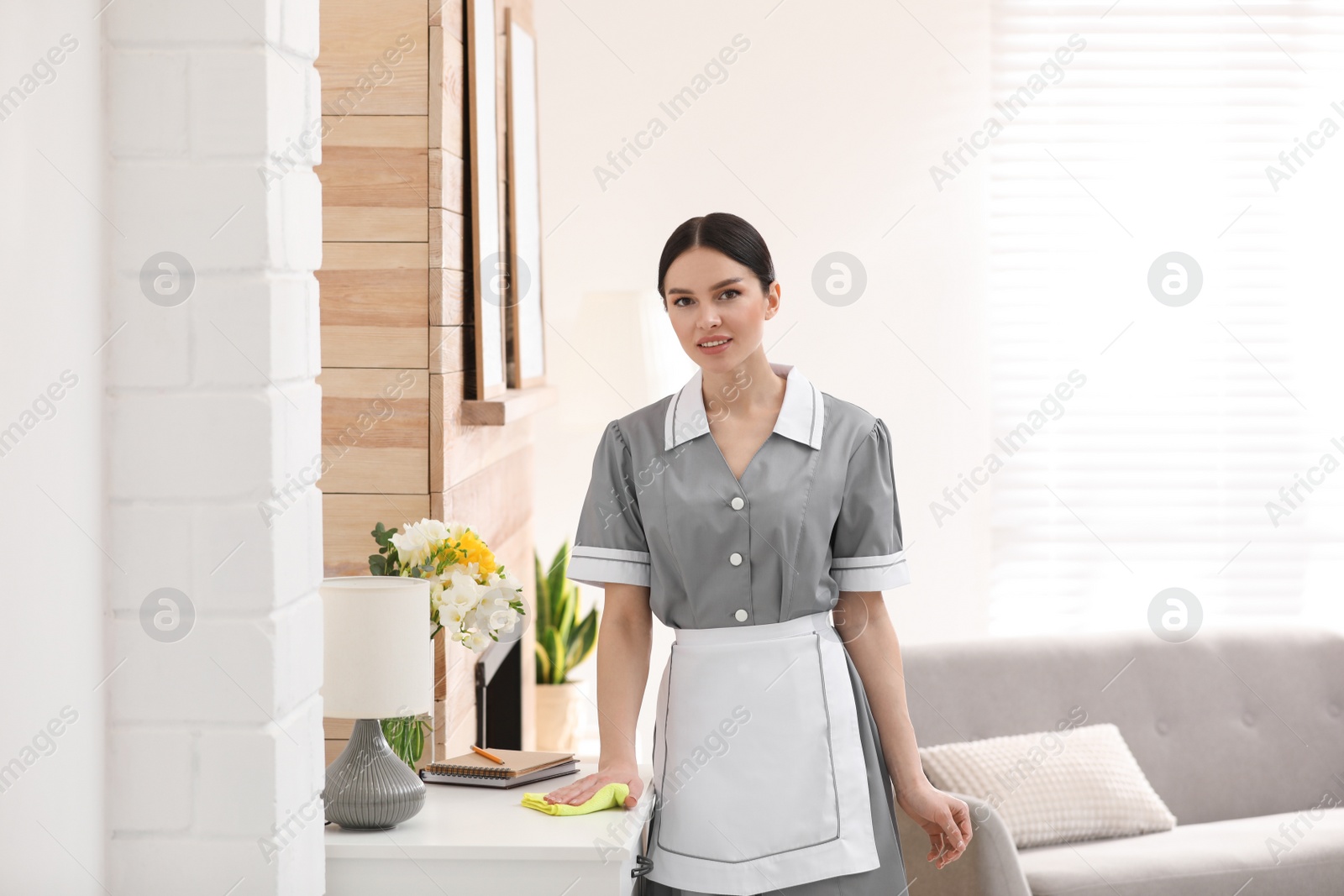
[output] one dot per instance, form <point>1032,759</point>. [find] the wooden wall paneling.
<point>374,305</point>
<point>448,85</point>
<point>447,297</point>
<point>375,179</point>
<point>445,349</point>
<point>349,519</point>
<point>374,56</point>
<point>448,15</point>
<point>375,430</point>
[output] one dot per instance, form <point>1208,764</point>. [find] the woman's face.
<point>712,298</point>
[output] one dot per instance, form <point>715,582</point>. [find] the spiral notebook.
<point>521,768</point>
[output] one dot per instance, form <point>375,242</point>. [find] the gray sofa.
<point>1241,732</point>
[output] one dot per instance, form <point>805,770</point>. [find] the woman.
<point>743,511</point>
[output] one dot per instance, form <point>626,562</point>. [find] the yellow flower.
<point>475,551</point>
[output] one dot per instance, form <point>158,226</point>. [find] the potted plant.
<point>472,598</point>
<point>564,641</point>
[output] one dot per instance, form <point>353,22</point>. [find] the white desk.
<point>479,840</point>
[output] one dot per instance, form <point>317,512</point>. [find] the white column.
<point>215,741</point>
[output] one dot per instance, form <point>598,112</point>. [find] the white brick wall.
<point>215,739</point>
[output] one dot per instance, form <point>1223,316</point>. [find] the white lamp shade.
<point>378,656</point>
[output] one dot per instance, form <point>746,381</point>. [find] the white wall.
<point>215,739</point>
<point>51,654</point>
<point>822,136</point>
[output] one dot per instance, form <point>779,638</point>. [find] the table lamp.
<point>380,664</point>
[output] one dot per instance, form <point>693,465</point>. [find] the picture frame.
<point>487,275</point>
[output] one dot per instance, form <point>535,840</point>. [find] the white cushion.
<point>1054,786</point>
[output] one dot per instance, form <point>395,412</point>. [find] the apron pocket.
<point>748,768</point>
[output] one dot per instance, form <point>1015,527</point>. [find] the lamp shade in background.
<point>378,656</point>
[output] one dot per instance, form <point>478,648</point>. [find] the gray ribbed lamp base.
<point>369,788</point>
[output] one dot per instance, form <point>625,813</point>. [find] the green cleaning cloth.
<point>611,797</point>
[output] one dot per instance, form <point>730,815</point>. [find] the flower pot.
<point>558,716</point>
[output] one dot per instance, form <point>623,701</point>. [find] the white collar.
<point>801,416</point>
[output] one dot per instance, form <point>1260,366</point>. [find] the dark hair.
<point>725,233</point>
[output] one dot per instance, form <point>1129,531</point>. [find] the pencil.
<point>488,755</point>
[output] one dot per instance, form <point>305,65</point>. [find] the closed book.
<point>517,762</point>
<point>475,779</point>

^^^^^^^^^^^^^^^^

Task to carry out:
Retype all of the lines above verbatim, leaving out the pictures.

Solved problem:
[output] one dot per instance, form <point>1032,759</point>. [find] the wooden wall paneling.
<point>374,305</point>
<point>448,85</point>
<point>447,297</point>
<point>375,179</point>
<point>445,349</point>
<point>349,519</point>
<point>374,56</point>
<point>448,15</point>
<point>375,430</point>
[output] one dot per instance, form <point>1208,764</point>. [find] the woman's face.
<point>712,298</point>
[output] one dot per instance, form <point>715,582</point>. [find] the spiral notebook.
<point>521,768</point>
[output] one dot per instance, form <point>375,242</point>. [find] the gray sofa.
<point>1241,732</point>
[output] one dot per instance, form <point>805,770</point>. [find] the woman.
<point>743,511</point>
[output] one dot per instance, form <point>626,562</point>. [find] the yellow flower.
<point>475,551</point>
[output] one dot per instance, form <point>158,226</point>. [find] the potted plant.
<point>472,598</point>
<point>564,641</point>
[output] one dot per instance, form <point>353,22</point>. [find] the white desk.
<point>479,840</point>
[output] one dot per instance, form <point>317,512</point>. [find] the white column.
<point>215,741</point>
[output] one dot per instance, form <point>598,112</point>. [find] the white brick wall.
<point>215,739</point>
[output] one dot per instance, form <point>1223,316</point>. [find] the white lamp shade.
<point>378,656</point>
[output] one dot per instance, form <point>746,381</point>. [find] the white wall.
<point>215,739</point>
<point>51,654</point>
<point>822,136</point>
[output] one dot per instance, form <point>779,638</point>. [find] the table lamp.
<point>380,664</point>
[output] one dot per instance, form <point>693,465</point>. [find] the picture frame.
<point>487,275</point>
[output] one dot per instance, form <point>535,840</point>. [find] the white cushion.
<point>1054,786</point>
[output] one dot per instance, form <point>395,412</point>. [find] the apron pocket.
<point>748,768</point>
[output] one dot per instance, form <point>1015,527</point>. [find] the lamp shade in background.
<point>378,656</point>
[output] one dot per instance, form <point>478,648</point>. [find] the gray ribbed lamp base.
<point>369,788</point>
[output] one dot per instance, form <point>625,813</point>. [find] the green cleaning cloth.
<point>611,797</point>
[output] one dot per instance, form <point>730,815</point>. [find] the flower pot.
<point>558,716</point>
[output] one dot per instance, form <point>623,701</point>. [find] the white collar.
<point>801,416</point>
[output] one dot per instance, form <point>1260,366</point>. [find] the dark hair.
<point>725,233</point>
[output] one dot per instance, form <point>1129,531</point>. [find] the pencil.
<point>488,755</point>
[output] one dot per instance, form <point>305,65</point>. [find] the closed book.
<point>517,762</point>
<point>475,779</point>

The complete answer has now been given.